> Stated goal: Arrange all of the lines below as a Markdown table with two columns, "Row" for the row number and "Line" for the line itself. Omit any blank lines.

> Exercise input:
......
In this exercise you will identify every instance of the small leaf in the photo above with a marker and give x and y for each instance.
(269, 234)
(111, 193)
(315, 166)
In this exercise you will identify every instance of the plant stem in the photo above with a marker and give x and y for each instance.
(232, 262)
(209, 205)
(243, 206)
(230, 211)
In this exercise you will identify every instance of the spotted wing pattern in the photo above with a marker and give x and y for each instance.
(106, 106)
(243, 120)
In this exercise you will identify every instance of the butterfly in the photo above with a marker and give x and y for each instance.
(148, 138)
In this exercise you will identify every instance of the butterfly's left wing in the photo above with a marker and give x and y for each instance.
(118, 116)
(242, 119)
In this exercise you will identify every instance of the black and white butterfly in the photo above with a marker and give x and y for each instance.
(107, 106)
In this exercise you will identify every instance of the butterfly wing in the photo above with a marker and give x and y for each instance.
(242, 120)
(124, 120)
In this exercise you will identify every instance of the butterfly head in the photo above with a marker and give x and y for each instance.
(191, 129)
......
> Final result:
| Row | Line |
|---|---|
| 1 | In this exercise you will identify every instance of the small leaf in the photo above with a marker and give x and y for each instance. |
| 2 | (269, 234) |
| 3 | (111, 193) |
| 4 | (315, 166) |
| 5 | In this exercise you will identify every instance of the plant stem in the photo above with a marker and give x and y for each instance. |
| 6 | (232, 262) |
| 7 | (209, 205) |
| 8 | (243, 206) |
| 9 | (230, 211) |
| 10 | In this exercise you will identify every instance of the spotted wing pattern in the photo above with a marker and give x and y for each instance. |
| 11 | (106, 106) |
| 12 | (243, 120) |
| 13 | In this exercise you will identify every instance of the butterfly in the photo above with a marker and give x and y for each instance. |
| 14 | (148, 138) |
| 15 | In this exercise you will identify every instance of the butterfly's left wing in the photo above with a marker and give x and y for each instance. |
| 16 | (118, 116) |
| 17 | (242, 119) |
| 18 | In this exercise you will identify every instance of the black and white butterfly in the photo above with a marker and give x and y for each instance. |
| 19 | (107, 106) |
| 20 | In this exercise you will identify every instance of the butterfly wing in the photo above with a marker and give x and y for each instance. |
| 21 | (242, 120) |
| 22 | (124, 120) |
| 23 | In this exercise you will identify every instance of the butterfly head in the photo above with a marker and give x and y for each instance. |
| 24 | (191, 129) |